● **What is needed**:
Go through the data below and return each line where the string "field" appears.

--- Supplied entries Enclosed Below ---

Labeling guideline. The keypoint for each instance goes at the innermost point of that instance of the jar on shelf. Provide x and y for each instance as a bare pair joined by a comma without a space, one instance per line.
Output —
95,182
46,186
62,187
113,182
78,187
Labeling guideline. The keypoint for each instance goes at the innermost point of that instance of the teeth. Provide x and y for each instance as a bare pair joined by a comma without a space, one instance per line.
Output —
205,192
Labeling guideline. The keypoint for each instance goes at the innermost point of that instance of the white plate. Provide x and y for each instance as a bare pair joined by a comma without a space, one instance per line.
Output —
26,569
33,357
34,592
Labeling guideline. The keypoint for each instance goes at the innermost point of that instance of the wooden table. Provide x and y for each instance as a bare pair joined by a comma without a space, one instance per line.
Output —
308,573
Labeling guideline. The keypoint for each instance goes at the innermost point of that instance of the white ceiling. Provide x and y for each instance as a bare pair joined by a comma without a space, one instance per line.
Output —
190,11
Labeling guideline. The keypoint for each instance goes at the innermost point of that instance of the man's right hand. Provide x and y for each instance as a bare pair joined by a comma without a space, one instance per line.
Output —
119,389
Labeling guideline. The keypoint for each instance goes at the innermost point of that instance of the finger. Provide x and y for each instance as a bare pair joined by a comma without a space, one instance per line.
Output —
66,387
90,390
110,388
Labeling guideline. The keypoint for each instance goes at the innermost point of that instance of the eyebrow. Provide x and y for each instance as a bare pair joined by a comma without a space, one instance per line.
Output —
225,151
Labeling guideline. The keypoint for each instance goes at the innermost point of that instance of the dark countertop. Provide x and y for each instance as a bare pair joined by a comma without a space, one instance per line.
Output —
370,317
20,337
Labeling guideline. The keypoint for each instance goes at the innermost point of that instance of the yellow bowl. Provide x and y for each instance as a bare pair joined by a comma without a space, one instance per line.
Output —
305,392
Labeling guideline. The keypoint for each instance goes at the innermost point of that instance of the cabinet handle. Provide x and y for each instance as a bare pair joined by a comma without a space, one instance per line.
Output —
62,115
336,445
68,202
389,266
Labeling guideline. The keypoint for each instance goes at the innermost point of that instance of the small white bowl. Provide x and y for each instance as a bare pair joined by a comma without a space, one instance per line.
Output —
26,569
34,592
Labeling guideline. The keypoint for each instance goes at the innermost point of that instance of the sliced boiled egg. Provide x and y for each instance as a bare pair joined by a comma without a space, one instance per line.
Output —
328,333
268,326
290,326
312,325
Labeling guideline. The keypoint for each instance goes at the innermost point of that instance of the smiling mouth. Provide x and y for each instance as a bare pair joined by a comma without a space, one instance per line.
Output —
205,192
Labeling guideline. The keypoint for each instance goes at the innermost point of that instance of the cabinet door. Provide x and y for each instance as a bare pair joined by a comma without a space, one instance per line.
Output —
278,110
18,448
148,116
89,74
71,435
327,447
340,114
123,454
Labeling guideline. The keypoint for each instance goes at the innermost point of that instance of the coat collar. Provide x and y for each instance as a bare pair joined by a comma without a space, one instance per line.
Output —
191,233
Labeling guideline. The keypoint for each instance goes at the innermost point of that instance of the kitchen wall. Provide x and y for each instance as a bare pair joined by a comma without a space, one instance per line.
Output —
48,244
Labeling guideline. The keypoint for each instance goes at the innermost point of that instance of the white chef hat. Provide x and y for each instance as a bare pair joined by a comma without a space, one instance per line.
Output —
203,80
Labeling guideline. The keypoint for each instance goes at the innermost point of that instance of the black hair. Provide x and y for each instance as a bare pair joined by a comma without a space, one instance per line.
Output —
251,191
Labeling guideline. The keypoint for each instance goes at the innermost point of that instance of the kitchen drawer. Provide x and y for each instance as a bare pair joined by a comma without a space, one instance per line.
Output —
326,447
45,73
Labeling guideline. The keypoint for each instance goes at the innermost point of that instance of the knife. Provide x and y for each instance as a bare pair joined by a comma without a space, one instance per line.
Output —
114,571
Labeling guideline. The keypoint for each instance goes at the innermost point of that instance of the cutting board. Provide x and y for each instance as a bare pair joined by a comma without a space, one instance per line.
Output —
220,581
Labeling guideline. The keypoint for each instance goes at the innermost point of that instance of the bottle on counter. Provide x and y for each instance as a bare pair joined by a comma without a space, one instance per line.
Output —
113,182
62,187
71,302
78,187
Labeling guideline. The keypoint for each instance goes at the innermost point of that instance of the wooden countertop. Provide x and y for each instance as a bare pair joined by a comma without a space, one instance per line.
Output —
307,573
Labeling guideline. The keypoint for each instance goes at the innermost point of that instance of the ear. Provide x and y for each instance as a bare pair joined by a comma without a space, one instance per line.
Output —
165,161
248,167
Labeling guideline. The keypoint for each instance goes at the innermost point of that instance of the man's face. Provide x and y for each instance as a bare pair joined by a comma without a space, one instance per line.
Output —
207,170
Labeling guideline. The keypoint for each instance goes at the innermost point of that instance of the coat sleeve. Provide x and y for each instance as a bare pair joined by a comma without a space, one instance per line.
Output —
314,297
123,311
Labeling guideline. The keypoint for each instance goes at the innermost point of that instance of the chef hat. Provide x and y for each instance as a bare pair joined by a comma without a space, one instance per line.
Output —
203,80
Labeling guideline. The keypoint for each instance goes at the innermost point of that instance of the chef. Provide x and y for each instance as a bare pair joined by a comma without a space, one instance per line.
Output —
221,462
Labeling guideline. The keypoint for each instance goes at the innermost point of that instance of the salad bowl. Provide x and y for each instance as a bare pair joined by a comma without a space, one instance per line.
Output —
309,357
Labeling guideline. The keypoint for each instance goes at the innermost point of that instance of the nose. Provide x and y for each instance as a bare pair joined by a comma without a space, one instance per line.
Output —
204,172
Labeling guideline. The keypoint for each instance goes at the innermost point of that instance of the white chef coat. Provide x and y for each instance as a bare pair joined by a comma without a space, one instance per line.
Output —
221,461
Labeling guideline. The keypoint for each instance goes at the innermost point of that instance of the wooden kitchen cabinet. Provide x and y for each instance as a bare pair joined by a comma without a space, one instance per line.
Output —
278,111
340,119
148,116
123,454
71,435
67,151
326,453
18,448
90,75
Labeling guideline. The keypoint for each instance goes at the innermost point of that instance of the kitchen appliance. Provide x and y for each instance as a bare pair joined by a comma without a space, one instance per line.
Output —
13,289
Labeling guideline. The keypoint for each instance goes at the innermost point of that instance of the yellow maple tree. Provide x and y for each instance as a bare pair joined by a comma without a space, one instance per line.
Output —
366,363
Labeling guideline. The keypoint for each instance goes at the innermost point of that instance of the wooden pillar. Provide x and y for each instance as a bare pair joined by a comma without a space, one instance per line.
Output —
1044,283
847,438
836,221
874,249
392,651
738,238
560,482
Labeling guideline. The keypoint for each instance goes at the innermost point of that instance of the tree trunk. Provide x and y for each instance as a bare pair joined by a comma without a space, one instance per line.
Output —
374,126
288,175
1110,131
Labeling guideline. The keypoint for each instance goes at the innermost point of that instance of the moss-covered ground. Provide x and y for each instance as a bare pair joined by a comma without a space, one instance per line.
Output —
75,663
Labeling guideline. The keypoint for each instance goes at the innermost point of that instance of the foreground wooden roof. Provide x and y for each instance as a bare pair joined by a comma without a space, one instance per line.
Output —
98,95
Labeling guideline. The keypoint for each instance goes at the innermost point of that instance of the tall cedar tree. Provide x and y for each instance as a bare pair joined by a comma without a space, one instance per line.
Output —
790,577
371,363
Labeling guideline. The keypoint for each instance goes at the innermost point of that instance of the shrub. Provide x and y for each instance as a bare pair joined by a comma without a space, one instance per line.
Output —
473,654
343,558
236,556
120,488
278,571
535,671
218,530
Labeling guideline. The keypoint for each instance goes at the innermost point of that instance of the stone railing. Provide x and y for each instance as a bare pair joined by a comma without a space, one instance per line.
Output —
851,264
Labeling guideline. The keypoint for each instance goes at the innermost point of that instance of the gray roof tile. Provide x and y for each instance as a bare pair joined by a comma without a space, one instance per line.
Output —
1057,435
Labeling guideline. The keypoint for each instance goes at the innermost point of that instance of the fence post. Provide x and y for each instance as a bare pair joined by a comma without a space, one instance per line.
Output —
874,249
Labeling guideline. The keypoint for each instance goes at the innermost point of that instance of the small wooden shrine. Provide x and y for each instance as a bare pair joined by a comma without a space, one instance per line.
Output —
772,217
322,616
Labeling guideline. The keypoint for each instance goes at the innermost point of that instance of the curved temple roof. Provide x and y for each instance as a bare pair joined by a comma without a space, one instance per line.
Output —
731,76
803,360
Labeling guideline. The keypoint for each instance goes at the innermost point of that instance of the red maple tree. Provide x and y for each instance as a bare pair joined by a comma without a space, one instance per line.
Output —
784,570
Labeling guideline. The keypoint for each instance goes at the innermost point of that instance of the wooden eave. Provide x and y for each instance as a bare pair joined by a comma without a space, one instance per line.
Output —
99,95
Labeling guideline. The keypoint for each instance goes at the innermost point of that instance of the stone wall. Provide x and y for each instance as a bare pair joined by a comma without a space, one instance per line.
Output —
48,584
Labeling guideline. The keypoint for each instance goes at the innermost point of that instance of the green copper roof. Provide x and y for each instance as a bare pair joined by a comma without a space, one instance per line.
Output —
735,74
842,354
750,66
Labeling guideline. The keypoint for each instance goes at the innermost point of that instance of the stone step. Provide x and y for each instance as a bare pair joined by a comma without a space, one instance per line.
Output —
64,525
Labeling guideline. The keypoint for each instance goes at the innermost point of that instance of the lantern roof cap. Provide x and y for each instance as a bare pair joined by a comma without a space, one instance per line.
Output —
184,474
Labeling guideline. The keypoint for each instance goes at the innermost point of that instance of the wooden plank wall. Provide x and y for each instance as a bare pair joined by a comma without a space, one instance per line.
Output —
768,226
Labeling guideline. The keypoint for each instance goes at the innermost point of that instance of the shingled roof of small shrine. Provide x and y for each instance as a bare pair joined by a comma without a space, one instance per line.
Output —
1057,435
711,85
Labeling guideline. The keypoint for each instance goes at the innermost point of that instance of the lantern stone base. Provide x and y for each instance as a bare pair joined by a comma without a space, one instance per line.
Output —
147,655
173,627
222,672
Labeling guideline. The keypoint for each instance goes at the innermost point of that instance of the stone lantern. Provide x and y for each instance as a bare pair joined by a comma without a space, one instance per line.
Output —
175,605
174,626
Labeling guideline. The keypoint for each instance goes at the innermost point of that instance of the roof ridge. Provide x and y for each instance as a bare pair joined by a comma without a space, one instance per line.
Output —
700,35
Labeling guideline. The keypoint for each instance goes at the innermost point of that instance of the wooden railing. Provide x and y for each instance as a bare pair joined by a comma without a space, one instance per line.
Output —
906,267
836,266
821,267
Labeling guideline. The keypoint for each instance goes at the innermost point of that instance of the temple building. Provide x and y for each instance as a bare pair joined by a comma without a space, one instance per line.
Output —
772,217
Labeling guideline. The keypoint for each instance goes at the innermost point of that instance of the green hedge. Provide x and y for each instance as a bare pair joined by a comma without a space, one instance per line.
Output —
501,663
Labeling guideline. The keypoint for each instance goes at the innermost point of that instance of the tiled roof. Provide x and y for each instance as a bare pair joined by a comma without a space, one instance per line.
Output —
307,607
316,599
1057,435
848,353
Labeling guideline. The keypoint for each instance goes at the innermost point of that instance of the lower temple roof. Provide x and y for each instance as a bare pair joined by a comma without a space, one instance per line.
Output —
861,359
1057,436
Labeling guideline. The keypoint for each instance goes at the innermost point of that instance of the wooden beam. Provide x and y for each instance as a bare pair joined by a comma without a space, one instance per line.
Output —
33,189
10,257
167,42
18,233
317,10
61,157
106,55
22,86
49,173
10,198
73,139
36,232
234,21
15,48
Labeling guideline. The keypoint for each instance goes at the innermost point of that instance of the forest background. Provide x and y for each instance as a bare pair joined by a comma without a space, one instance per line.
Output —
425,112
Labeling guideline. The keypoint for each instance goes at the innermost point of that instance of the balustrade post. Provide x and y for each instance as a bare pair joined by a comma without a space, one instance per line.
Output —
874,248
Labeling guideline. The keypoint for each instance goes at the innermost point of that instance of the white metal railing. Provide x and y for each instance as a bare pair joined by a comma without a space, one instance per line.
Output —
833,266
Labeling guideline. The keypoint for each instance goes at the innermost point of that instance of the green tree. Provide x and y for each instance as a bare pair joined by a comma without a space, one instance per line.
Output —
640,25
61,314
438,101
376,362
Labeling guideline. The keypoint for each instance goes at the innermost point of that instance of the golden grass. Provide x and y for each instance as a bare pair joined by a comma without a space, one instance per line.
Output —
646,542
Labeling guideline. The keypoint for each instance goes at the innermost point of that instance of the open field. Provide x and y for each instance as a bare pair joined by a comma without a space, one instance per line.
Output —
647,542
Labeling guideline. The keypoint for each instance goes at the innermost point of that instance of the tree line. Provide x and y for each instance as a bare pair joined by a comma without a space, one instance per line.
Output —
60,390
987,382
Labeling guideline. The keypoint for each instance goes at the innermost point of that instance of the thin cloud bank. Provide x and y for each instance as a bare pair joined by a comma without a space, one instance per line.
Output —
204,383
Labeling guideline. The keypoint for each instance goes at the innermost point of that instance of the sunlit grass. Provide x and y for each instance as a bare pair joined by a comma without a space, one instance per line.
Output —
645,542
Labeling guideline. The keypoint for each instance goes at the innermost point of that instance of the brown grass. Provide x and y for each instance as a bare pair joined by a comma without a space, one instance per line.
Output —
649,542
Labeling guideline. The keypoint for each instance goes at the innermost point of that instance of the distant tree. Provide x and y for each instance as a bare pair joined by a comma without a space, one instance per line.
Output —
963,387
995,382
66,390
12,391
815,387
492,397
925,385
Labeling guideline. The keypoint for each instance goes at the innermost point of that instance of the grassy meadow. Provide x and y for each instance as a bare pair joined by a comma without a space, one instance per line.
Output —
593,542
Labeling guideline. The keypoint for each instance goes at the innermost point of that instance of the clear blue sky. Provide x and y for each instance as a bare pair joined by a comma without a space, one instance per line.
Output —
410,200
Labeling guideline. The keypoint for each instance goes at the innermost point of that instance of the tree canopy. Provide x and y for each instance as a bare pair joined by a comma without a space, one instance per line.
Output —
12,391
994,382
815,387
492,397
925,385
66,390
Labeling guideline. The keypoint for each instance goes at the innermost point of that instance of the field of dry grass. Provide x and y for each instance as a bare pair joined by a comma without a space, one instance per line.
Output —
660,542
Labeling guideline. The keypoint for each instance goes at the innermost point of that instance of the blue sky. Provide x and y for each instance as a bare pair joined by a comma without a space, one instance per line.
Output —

--- End of Enclosed Supplied entries ---

● **Exercise result**:
Labeling guideline. The keypoint for each instance goes at the innermost point of that instance of the open field. Provide x and y for each instance as a bare pair joined by a comma without a space, one instance per line.
Labeling guideline. The keypoint for each instance goes at the innermost point of that instance of the field of dry grass. Provide x and y for each instance as a bare pair joined by a comma without a space, one instance per line.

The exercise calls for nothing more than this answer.